▶ [Set task]
Reproduce every one of the items below verbatim, line for line, and omit the pictures from your reproduction.

[start]

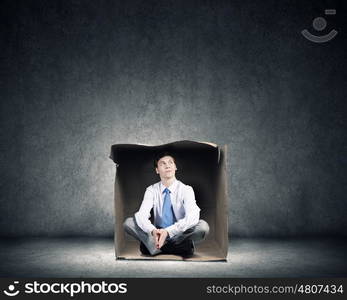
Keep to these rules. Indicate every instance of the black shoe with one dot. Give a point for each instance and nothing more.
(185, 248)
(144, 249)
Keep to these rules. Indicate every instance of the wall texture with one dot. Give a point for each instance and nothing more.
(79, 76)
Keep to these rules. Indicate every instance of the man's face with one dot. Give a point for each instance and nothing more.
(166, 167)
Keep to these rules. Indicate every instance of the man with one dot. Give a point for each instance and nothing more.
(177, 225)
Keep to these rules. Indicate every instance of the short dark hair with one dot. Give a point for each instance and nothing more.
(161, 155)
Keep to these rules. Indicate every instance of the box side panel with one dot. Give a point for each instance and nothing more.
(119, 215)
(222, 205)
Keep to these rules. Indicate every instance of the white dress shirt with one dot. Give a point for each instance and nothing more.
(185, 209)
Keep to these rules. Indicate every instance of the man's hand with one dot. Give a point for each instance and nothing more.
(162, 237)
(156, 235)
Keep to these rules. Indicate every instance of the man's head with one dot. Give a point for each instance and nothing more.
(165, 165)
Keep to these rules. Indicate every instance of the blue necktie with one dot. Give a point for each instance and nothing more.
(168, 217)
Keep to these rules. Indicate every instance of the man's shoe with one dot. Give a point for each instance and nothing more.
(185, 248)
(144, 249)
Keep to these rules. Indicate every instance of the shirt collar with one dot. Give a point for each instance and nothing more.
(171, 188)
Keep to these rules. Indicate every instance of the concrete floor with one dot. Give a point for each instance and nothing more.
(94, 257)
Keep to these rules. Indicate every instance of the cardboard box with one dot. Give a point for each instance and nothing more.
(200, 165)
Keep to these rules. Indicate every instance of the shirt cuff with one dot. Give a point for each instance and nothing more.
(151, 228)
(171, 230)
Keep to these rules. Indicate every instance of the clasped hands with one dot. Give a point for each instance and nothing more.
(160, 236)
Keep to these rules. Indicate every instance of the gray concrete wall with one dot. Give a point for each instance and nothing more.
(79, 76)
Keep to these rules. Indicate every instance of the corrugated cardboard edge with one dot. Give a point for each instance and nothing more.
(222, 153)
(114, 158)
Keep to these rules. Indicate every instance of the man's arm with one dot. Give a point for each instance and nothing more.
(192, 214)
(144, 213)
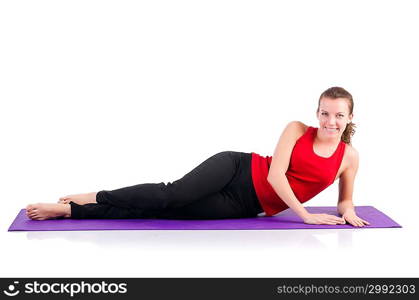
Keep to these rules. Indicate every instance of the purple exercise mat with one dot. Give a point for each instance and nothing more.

[end]

▶ [Result for this task]
Keep to these rules. Indicate every instance of the black shoe with one dot. Give a point for each instance and nothing more.
(185, 248)
(144, 249)
Keep to these rules. Indicate every instance of the wall texture with one dot. Give a point for each instance and nothing more.
(79, 76)
Keep to these rules. Indicate every instance of the man's face with one dot. Give a point for each instance and nothing more.
(166, 167)
Keep to these rules. Indicate every instance of the man with one dot. Give a point for each instance and nothing more.
(177, 225)
Keep to these rules. Indicate every instance of the short dark hair with one dot. Give a point for each instance and nothing more.
(161, 155)
Keep to these rules. Indicate every instance of the box side panel with one dot. Give a point for each instance and nothing more.
(119, 215)
(222, 205)
Keep to these rules. Indicate every instance of the white dress shirt with one dot. Give a point for each instance and nothing more.
(185, 209)
Keep to these rules. Indicate every instance of the man's hand with one dot. Give a point for each instance and nothing more.
(162, 237)
(156, 235)
Keep to these rules. Indicate every instance of the man's head with one dot. Give a point for each instance and nothing more.
(165, 165)
Keep to these rules. Indicate every instance of the blue necktie with one dot. Give a point for each instance and nothing more.
(168, 217)
Keep to these rules. Indicate every instance of the man's shoe with one dot. Give a point for each instance and nothing more.
(185, 248)
(144, 249)
Keep to these rules. Indicate every instance of the shirt collar with one dot. Give a point for each instance and nothing more.
(171, 188)
Keep to these rules. Indicate every instance of the concrete floor with one dot. Give a point for each instance and nothing more.
(94, 257)
Keep to these rules. Indicate every instance of the cardboard box with one dot. Give a point for each instance and nothing more.
(200, 165)
Keep to these rules. Indicate every instance of the shirt cuff with one dot. Give a point for each instance and nothing more.
(151, 228)
(171, 230)
Keep to these rules. Indicate every instance of the clasped hands with one dot. Give a point for each instance and nothing more.
(160, 236)
Keep to these rules. Indicate every instance of the gray concrete wall with one dot. Give a point for each instance and nothing more.
(79, 76)
Keep to these rules. Indicate every instance of the corrugated cardboard edge with one dot. Give a point for each instance and nothing more.
(222, 153)
(114, 158)
Keep to these rules. Indicate every instance of the man's arm with one dot. Give a point for each instance and nothing more.
(192, 214)
(144, 213)
Keep to these rules. Indicate every instance of the purple exercise mat with one dot. Give a point for each instance and nothing more.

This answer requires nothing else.